DOCUMENT PASSAGE
*** Begin section ***

Uploaded image for project: 'Lustre'
  1. Lustre
  2. LU-21

Allow parallel modifying metadata operations on MDS

Details

    • Improvement
    • Resolution: Fixed
    • Major
    • Lustre 2.1.0
    • Lustre 1.8.6
    • None

    Description

      Description of the problem:
      In 1.8 codebase all modifying parallel operations on a single dir are bottlenecked on a single ldlm lock. To make matters worse, the dlm lock is not only held while the operation is performed, but also until a confirmation is received from the client executing each op, one by one (process known as rep-ack).
      Another downside of that is MDT threads are actually blocked waiting for a lock, so if sufficiently many clients try to modify a directory ocntent in parallel, they occupy all MDT threads and so even unrelated processes now cannot perform any metadata operations until the backlog of requests is cleared. This often leads to delays of many seconds to several minutes (at ORNL during large scale file creating jobs) of much fs activity when certain jobs are run.

      Proposed solution:

      Introduce an extra 'hash' property for inodebit locks. The users will pass it along with bits they want to lock. The locks with intersecting bits and incompatible lock modes would only be declared incompatible and block each other if the hash values match, or any of the locks have the special hash value of zero.
      The MDT threads for modifying operations would initialize the value to the hash of the name of the file the operation modifies.
      Clients and MDS with other operations would keep hash value as zero in requested locks.
      Since the parent lock obtained during modifying metadata operations on MDS is not passed to the client, the is no protocol change.
      The ldlm policy descriptor in the wire structure also has enough space to accommodate 64 bits of hash value.
      As a result the MDS threads would stop blocking on shared directory operations with the exception of a case where multiple threads attempt to create the same file. This usecase will need to be addressed separately.

*** End section ***

TASK SET
**A)** Reproduce the Lustre issue starting with "Description of the" and going on through "known as rep-ack).", but change "bottlenecked" to "serialized".
**B)** In the Lustre issue, how many bits of hash value does the ldlm policy descriptor in the wire structure have room for?
The lines after this have no connection to the Lustre issue.

DATASET EXTRACT
*** Begin section ***

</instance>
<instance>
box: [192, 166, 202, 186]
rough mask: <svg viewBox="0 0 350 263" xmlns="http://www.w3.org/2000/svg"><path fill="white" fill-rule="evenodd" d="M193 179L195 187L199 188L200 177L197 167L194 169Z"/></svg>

*** End section ***

TASK-BY-TASK OUTPUTS
**A)**
Description of the problem:
      In 1.8 codebase all modifying parallel operations on a single dir are serialized on a single ldlm lock. To make matters worse, the dlm lock is not only held while the operation is performed, but also until a confirmation is received from the client executing each op, one by one (process known as rep-ack).

**B)** 64 bits.